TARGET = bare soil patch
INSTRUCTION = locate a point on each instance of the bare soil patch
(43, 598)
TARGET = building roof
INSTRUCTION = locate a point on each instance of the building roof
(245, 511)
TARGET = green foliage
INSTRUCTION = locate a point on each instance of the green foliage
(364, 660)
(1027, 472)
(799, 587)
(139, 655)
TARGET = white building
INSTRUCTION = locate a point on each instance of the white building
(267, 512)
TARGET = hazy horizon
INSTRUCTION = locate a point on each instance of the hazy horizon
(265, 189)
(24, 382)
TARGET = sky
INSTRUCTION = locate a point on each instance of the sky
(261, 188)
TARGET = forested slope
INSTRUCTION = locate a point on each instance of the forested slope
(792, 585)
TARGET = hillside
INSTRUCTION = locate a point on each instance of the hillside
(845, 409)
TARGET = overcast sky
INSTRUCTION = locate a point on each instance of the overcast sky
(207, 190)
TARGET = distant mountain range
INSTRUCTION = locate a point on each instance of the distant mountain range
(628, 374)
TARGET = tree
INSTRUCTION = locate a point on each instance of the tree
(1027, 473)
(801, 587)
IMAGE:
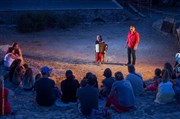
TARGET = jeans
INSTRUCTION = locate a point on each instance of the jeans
(132, 52)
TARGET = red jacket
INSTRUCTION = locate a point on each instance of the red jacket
(133, 39)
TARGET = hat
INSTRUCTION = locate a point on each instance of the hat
(46, 69)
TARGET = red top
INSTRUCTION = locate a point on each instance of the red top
(7, 108)
(133, 39)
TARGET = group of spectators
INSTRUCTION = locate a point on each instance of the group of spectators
(118, 91)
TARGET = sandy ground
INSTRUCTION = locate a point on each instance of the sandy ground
(74, 48)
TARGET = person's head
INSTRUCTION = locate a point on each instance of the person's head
(99, 38)
(38, 76)
(92, 80)
(1, 80)
(131, 68)
(26, 66)
(87, 75)
(46, 71)
(165, 75)
(107, 73)
(119, 75)
(157, 72)
(69, 74)
(168, 66)
(29, 72)
(10, 50)
(20, 70)
(132, 28)
(83, 83)
(15, 63)
(15, 45)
--------------------------------
■ WHAT YOU HAVE TO DO ■
Working from the data above, extract solely the lines from the one containing "TARGET = red top" through the one containing "TARGET = person's head", exactly as they appear, both included.

■ EXERCISE OUTPUT ■
TARGET = red top
INSTRUCTION = locate a point on each instance of the red top
(7, 108)
(133, 39)
TARGET = group of spectators
INSTRUCTION = locate a point on each instance of the group of spectators
(118, 91)
TARGET = sandy ground
INSTRUCTION = locate a point on each instance of the sandy ground
(74, 48)
TARGET = person's head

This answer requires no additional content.